▶ **TASK STATEMENT**
Return the data below verbatim, every line unchanged and in its original order.
+++ SUPPLIED DATA +++
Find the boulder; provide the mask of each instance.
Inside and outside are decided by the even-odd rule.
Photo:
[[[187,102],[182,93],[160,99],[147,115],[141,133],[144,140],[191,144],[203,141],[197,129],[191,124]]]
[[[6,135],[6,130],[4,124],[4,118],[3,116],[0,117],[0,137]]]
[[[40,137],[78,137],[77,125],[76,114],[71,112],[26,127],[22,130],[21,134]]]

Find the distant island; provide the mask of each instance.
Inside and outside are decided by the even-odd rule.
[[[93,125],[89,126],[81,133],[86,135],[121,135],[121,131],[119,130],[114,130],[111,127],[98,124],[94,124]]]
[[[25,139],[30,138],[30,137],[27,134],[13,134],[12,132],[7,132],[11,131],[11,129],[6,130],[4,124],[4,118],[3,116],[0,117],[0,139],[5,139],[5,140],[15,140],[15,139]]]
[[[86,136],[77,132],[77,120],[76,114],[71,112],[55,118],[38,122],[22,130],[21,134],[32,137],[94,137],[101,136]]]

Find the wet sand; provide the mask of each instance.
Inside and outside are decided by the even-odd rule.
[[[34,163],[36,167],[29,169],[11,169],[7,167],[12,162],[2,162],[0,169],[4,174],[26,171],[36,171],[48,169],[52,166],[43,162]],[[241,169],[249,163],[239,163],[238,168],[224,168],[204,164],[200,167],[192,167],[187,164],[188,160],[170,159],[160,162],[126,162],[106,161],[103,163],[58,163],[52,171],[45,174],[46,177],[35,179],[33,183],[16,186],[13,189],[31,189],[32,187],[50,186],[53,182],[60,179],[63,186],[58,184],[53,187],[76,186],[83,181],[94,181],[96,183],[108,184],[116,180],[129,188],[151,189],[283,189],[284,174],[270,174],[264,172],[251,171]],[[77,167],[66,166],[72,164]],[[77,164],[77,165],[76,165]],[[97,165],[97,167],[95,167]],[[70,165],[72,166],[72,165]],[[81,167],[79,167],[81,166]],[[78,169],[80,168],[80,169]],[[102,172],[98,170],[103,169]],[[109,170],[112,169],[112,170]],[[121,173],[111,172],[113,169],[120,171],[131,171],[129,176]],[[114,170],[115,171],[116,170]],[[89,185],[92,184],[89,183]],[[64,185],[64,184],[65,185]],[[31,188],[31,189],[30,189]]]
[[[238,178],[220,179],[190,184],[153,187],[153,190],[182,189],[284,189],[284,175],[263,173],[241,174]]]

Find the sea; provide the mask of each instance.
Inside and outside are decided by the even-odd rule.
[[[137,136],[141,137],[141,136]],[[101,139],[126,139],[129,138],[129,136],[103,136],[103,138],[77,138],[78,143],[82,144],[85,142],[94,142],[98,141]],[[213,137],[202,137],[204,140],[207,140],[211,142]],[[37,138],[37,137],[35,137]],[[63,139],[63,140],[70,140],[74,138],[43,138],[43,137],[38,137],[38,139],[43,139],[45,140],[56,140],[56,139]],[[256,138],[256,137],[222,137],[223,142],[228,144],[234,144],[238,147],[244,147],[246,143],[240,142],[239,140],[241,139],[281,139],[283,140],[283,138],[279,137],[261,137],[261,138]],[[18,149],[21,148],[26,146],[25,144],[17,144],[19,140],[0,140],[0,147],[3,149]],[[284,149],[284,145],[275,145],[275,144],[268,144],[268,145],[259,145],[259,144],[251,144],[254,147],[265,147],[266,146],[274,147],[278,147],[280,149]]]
+++
▶ **CORRECT RESULT**
Find the boulder; provide the mask of each instance.
Inside and outside are decided by the even-odd rule.
Photo:
[[[187,102],[182,93],[160,99],[147,115],[141,133],[144,140],[191,144],[203,141],[197,129],[191,124]]]
[[[6,135],[6,130],[4,124],[4,118],[3,116],[0,117],[0,137]]]
[[[40,137],[78,137],[77,125],[76,114],[71,112],[26,127],[22,130],[21,134]]]

Find the distant island; provide the mask of each instance.
Inside and outside are decided by the even-odd rule.
[[[93,125],[89,126],[81,133],[86,135],[121,135],[121,131],[119,130],[114,130],[111,127],[98,124],[94,124]]]
[[[25,139],[30,138],[30,137],[27,134],[13,134],[12,132],[7,132],[11,131],[11,129],[6,130],[4,124],[4,118],[3,116],[0,117],[0,139],[5,139],[5,140],[15,140],[15,139]]]
[[[86,136],[77,132],[77,120],[76,114],[71,112],[55,118],[38,122],[22,130],[21,134],[32,137],[94,137],[101,136]]]

Find the wet sand; provide the mask of each instance.
Inside and outside are decided by the even-odd rule.
[[[34,163],[36,167],[29,169],[11,169],[7,167],[12,162],[2,162],[0,169],[4,174],[26,171],[36,171],[48,169],[52,166],[43,162]],[[241,169],[249,163],[239,163],[238,168],[224,168],[204,164],[200,167],[192,167],[187,164],[188,160],[170,159],[160,162],[126,162],[106,161],[103,163],[58,163],[52,171],[45,174],[46,177],[35,179],[33,183],[16,186],[13,189],[31,189],[32,187],[50,186],[53,182],[60,179],[63,186],[58,184],[53,187],[76,186],[83,181],[94,181],[96,183],[108,184],[116,180],[129,188],[151,189],[283,189],[284,174],[270,174],[264,172],[251,171]],[[77,167],[66,166],[72,164]],[[77,164],[77,165],[76,165]],[[97,165],[97,167],[95,167]],[[70,165],[72,166],[72,165]],[[81,167],[79,167],[81,166]],[[78,169],[80,168],[80,169]],[[102,172],[98,170],[103,169]],[[109,170],[112,169],[112,170]],[[121,173],[111,172],[113,169],[120,171],[131,171],[129,176]],[[114,170],[115,171],[116,170]],[[89,185],[92,184],[89,183]],[[64,185],[64,184],[65,185]],[[31,188],[31,189],[30,189]]]
[[[238,178],[220,179],[190,184],[153,187],[153,190],[182,189],[284,189],[284,175],[263,173],[241,174]]]

Find the sea; provide the mask of each instance.
Inside and outside are decided by the even-odd rule.
[[[137,136],[141,137],[141,136]],[[101,139],[126,139],[129,138],[129,136],[103,136],[103,138],[77,138],[78,143],[82,144],[85,142],[94,142],[98,141]],[[213,137],[202,137],[204,140],[207,140],[211,142]],[[37,138],[37,137],[35,137]],[[63,139],[63,140],[70,140],[74,138],[43,138],[43,137],[38,137],[38,139],[43,139],[45,140],[56,140],[56,139]],[[256,138],[256,137],[222,137],[223,142],[228,144],[234,144],[238,147],[244,147],[246,143],[240,142],[239,140],[241,139],[281,139],[283,140],[283,138],[279,137],[261,137],[261,138]],[[18,149],[21,148],[26,146],[25,144],[17,144],[19,140],[0,140],[0,147],[3,149]],[[284,149],[284,145],[275,145],[275,144],[268,144],[268,145],[259,145],[259,144],[251,144],[254,147],[265,147],[266,146],[274,147],[278,147],[280,149]]]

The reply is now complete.